> [What to work on] Print all entries word for word.

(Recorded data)
# # # #
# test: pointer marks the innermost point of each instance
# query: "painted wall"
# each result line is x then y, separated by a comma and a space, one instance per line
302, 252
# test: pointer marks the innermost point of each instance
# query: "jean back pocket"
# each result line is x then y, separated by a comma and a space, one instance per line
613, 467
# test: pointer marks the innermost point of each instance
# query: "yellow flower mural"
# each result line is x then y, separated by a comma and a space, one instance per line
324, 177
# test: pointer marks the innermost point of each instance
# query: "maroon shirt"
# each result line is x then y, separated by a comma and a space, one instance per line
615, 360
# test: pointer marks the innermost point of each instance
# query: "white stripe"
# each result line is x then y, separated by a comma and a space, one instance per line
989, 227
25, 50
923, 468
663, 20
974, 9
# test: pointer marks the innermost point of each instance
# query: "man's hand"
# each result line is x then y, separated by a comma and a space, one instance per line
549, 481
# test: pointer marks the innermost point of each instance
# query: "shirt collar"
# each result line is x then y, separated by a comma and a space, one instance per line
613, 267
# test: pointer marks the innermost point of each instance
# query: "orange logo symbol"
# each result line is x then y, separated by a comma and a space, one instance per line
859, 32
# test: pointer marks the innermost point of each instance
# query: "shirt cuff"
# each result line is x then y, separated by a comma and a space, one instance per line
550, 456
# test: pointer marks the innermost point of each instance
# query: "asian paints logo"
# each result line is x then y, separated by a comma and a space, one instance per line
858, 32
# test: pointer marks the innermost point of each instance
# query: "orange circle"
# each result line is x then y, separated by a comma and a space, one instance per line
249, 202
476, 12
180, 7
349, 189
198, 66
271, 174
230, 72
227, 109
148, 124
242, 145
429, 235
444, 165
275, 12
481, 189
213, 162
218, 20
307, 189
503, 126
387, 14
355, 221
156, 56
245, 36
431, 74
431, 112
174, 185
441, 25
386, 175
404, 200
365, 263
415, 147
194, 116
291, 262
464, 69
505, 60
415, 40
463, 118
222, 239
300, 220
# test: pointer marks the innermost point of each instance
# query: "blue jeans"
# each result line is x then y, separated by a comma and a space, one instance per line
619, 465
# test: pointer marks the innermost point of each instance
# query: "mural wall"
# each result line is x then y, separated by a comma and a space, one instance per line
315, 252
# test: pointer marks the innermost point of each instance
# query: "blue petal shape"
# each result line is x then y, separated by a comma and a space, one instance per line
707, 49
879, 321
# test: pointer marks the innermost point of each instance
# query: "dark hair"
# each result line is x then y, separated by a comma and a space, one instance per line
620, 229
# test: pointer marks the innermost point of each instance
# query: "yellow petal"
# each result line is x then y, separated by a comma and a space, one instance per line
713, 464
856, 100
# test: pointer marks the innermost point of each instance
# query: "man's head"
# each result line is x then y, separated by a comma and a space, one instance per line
# # # #
> [Exercise solution]
# test: pointer marks the innermost point of each instance
# query: "painted wall"
# each result line is x then y, separated by a comma and a space, one instance per line
302, 252
# test: pointer marks the innermost point of each instance
# query: "jean back pocket"
# each result line is x then y, separated by a comma and a space, one instance per line
613, 467
# test: pointer marks the innermost point of each instance
# query: "yellow flower mural"
# each result line is x then y, separated by a comma and a space, one instance per line
324, 177
# test: pointer marks the innermost point of each instance
# query: "maroon shirt"
# each result line is x then y, separated by a comma and a space, one instance per line
615, 360
# test: pointer marks the innermost point of each instance
# query: "white stripe"
# each result line is x then y, separated by a comma and a space, one instance per line
989, 227
25, 50
923, 468
663, 20
974, 9
# test: pointer marks the innermost point of each instance
# query: "man's hand"
# each result line is x then y, separated by a comma and a space, one instance per line
549, 481
# test: pointer marks the innermost point of each instance
# query: "shirt collar"
# each result line is x then y, separated by a comma and a space, one instance per line
613, 267
# test: pointer marks the innermost point of each instance
# query: "orange logo symbol"
# each result line is x then y, separated by a comma and a space, one instance per line
859, 32
# test: pointer marks the innermost point of each instance
# query: "shirt cuff"
# each result line is x then y, separated by a comma and a space, one instance per line
550, 456
# test: pointer marks the innermost point of each instance
# query: "asian paints logo"
# each result line is x then y, separated by a comma and a space, one instance per line
858, 32
# test: pointer marks the innermost point of each instance
# query: "orange circle"
# each result line is x then y, separated by a comma and a space, one instance per line
249, 202
476, 12
180, 7
349, 189
198, 66
271, 174
230, 72
227, 109
148, 124
242, 145
429, 235
444, 165
275, 12
481, 189
213, 162
218, 20
307, 189
503, 126
387, 14
355, 221
156, 56
245, 36
431, 74
431, 112
174, 185
441, 25
386, 175
404, 200
365, 263
415, 147
194, 116
291, 262
464, 69
505, 60
415, 40
463, 118
222, 239
300, 220
# test: pointer marks the innermost point of each instance
# query: "blue jeans"
# each result line is x then y, separated by a comma and a space, one instance per line
619, 465
# test: pointer marks the innermost point of each instance
# query: "mural wall"
# each result line is x then y, separated by a comma and a space, one instance per line
315, 252
# test: pointer marks the innermost point of each instance
# query: "blue petal shape"
# each result line is x then y, separated by a comma and a space, one instance per line
707, 49
879, 321
# test: pointer marks the innermost point of each instance
# query: "dark hair"
# each result line is x then y, separated by a comma and a space, one instance per line
620, 229
# test: pointer marks the innermost point of each instance
# query: "yellow petal"
# each result line is x then y, separated by a comma and a space, one instance per line
713, 464
856, 100
# test: pointer marks the innermost point of each instance
# query: "man's head"
# each result line is x then y, separated by a comma and a space, one instance per line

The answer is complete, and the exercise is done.